## REQUIRED ACTION
The word "metal" marks the lines to keep; find each one in the data and copy it.

[Dataset entries]
• • • • •
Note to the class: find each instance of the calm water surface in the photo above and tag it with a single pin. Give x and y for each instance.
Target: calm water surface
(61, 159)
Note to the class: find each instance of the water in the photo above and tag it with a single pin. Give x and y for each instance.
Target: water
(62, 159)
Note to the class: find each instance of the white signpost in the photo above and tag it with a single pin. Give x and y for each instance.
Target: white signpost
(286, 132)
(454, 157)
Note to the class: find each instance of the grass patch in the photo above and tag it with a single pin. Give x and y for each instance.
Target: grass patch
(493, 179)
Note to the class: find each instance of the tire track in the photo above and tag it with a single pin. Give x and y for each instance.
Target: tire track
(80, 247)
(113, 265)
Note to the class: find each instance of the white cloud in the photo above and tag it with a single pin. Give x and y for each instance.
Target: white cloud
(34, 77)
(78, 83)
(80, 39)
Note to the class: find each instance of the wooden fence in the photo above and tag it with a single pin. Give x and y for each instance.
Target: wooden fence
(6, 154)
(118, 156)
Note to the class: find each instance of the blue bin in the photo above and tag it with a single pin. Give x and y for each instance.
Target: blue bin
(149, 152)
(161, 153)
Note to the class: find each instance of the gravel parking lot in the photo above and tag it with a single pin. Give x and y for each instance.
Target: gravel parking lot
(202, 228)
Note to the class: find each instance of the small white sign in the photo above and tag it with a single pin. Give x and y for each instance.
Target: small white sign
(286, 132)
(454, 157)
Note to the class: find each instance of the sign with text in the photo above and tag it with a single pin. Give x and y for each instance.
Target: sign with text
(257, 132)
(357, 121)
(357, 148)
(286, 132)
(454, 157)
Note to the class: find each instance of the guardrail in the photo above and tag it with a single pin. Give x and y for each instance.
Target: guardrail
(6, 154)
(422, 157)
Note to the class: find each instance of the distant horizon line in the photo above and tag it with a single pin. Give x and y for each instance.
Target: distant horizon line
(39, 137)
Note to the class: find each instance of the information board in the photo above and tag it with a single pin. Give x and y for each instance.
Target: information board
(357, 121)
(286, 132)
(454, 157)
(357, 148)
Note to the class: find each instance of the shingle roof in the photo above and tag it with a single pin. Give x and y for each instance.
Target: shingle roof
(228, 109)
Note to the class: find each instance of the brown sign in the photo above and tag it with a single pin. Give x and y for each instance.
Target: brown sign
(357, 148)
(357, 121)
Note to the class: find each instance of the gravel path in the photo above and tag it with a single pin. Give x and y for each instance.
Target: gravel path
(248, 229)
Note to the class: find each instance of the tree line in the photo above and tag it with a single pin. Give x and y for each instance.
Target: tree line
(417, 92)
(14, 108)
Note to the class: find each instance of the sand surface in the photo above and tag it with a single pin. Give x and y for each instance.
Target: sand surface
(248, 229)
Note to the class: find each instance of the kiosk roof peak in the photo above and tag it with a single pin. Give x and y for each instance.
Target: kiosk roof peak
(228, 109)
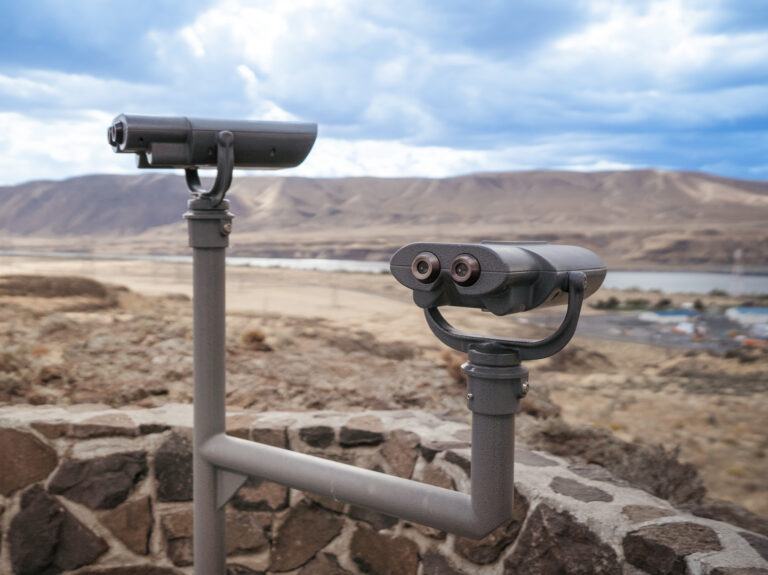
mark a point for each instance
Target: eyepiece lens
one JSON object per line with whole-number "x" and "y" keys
{"x": 116, "y": 133}
{"x": 465, "y": 269}
{"x": 425, "y": 267}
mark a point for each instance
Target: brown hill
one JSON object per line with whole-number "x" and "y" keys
{"x": 634, "y": 218}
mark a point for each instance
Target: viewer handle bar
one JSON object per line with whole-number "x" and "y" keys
{"x": 575, "y": 285}
{"x": 225, "y": 165}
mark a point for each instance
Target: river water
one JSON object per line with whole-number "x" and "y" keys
{"x": 666, "y": 282}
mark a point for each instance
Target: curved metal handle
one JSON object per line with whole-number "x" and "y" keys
{"x": 526, "y": 349}
{"x": 225, "y": 165}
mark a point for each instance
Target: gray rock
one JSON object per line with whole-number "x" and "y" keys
{"x": 51, "y": 429}
{"x": 650, "y": 467}
{"x": 376, "y": 520}
{"x": 596, "y": 472}
{"x": 111, "y": 425}
{"x": 729, "y": 512}
{"x": 758, "y": 543}
{"x": 382, "y": 554}
{"x": 320, "y": 436}
{"x": 662, "y": 549}
{"x": 436, "y": 564}
{"x": 236, "y": 569}
{"x": 102, "y": 482}
{"x": 150, "y": 428}
{"x": 258, "y": 495}
{"x": 460, "y": 460}
{"x": 133, "y": 570}
{"x": 400, "y": 451}
{"x": 246, "y": 531}
{"x": 306, "y": 530}
{"x": 25, "y": 459}
{"x": 738, "y": 571}
{"x": 554, "y": 542}
{"x": 432, "y": 448}
{"x": 45, "y": 539}
{"x": 173, "y": 469}
{"x": 351, "y": 437}
{"x": 640, "y": 513}
{"x": 178, "y": 529}
{"x": 489, "y": 548}
{"x": 270, "y": 436}
{"x": 132, "y": 524}
{"x": 578, "y": 490}
{"x": 527, "y": 457}
{"x": 324, "y": 564}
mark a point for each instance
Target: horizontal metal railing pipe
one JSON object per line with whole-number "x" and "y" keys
{"x": 472, "y": 516}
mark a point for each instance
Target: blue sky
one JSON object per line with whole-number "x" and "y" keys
{"x": 398, "y": 88}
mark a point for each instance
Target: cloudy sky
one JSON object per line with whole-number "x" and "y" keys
{"x": 400, "y": 87}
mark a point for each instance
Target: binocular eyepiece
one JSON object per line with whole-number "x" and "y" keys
{"x": 464, "y": 268}
{"x": 502, "y": 277}
{"x": 180, "y": 142}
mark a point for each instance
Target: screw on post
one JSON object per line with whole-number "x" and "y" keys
{"x": 503, "y": 278}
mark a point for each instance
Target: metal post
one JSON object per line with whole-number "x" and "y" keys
{"x": 495, "y": 384}
{"x": 209, "y": 229}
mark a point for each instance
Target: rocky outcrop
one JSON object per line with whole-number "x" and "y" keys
{"x": 103, "y": 492}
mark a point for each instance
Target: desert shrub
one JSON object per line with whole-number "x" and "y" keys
{"x": 364, "y": 341}
{"x": 255, "y": 339}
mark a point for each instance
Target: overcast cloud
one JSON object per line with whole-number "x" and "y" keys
{"x": 398, "y": 88}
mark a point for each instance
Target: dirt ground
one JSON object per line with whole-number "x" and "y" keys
{"x": 301, "y": 340}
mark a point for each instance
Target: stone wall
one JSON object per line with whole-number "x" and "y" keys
{"x": 88, "y": 491}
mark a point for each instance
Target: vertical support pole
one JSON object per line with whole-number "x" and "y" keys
{"x": 209, "y": 229}
{"x": 495, "y": 384}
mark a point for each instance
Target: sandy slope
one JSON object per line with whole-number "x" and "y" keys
{"x": 353, "y": 341}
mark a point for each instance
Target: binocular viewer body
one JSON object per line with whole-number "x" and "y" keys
{"x": 501, "y": 277}
{"x": 180, "y": 142}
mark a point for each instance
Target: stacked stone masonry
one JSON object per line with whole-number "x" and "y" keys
• • • • •
## RESULT OF THIS EXERCISE
Target: curved metal handle
Target: horizontal metal railing pipe
Target: metal post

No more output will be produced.